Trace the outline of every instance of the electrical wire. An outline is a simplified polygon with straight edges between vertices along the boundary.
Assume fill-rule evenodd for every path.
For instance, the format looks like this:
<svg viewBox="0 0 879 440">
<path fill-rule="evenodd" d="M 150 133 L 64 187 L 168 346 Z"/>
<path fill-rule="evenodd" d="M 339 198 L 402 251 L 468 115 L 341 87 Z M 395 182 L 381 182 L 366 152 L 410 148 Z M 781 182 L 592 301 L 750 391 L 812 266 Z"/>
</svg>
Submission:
#####
Set task »
Rewrite the records with every "electrical wire" changed to "power cable" and everything else left unchanged.

Answer to this problem »
Trace the outline of every instance of the power cable. An outline is a simplified polygon with straight edges between vertices along the boundary.
Assume fill-rule evenodd for every path.
For instance, the format looks like this:
<svg viewBox="0 0 879 440">
<path fill-rule="evenodd" d="M 150 133 L 64 187 L 168 346 Z"/>
<path fill-rule="evenodd" d="M 339 198 L 402 251 L 468 115 L 341 87 Z M 395 182 L 381 182 L 366 152 L 410 148 Z M 781 182 L 592 301 L 750 391 L 812 266 Z"/>
</svg>
Submission:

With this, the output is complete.